[START OF MATERIALS PROVIDED]

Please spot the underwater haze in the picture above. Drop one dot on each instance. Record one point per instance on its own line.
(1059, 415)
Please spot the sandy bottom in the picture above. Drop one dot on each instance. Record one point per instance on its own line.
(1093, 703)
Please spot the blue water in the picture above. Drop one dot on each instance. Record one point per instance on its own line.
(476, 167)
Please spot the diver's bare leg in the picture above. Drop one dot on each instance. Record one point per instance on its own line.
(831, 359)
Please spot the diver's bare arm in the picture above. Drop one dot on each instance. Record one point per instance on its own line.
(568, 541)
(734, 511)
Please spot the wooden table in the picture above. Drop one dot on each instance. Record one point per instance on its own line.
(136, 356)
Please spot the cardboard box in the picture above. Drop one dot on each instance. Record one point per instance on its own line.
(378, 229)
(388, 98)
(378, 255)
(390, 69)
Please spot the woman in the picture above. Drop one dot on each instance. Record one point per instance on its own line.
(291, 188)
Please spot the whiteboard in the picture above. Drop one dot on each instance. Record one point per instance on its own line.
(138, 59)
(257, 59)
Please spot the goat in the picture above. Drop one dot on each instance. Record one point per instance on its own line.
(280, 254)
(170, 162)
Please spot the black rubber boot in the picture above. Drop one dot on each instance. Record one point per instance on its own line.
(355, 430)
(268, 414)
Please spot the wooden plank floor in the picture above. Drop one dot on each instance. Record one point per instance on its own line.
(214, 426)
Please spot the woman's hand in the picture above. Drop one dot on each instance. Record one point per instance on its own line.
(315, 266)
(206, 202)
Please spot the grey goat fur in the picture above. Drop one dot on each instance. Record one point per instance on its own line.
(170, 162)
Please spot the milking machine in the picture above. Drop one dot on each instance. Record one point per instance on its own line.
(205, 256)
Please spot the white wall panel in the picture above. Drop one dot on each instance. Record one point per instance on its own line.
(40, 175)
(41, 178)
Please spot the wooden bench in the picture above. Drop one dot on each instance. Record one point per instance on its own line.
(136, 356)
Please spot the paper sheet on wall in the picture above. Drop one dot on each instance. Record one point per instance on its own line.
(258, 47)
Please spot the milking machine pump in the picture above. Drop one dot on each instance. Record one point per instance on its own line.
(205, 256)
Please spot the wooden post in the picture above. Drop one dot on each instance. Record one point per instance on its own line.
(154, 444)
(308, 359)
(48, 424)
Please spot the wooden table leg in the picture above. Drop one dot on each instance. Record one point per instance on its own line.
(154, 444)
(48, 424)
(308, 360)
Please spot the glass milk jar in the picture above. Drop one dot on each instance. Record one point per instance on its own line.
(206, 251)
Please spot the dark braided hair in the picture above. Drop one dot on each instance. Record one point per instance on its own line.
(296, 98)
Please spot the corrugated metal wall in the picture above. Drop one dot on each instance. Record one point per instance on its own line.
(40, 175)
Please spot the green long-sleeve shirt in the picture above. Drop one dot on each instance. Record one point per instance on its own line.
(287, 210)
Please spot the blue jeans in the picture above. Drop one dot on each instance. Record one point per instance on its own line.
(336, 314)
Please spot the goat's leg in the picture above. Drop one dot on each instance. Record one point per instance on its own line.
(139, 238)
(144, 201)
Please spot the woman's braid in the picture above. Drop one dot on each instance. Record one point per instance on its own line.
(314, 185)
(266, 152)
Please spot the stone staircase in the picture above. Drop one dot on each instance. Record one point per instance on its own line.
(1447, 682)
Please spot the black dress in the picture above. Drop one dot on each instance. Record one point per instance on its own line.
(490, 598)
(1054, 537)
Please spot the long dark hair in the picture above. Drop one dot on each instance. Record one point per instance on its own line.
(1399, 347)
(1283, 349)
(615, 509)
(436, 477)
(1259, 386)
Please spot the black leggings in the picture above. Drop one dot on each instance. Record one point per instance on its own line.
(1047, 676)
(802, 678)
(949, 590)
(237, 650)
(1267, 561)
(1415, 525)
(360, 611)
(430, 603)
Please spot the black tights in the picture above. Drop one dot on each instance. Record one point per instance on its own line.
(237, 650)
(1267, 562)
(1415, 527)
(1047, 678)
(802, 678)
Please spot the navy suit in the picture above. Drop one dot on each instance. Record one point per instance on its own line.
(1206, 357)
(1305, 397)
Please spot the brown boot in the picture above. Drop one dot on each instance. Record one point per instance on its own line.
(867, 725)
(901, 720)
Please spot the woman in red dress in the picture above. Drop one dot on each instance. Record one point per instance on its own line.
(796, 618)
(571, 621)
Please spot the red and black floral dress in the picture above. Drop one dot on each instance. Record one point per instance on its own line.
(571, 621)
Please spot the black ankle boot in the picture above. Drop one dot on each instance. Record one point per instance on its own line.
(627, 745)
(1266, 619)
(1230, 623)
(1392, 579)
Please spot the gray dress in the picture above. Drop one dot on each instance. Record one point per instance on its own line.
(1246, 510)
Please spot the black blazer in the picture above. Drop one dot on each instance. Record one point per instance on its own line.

[END OF MATERIALS PROVIDED]

Convert the lines from the beginning of the records through the line containing "(1093, 703)" into a two-column CSV with the columns label_text and coordinates. Give one row for each labeling line and the coordinates that follow it, with each value enclosed in double quotes and any line breaks within a value replaced by spaces.

RESULT FOR THIS EXERCISE:
label_text,coordinates
"Please spot the underwater haze in the picture above. Drop one dot on each instance. Record one point per instance on its own line.","(1059, 415)"
"Please spot the sandy bottom in the picture above. Drop one dot on each instance. Record one point per instance on its own line.","(1093, 703)"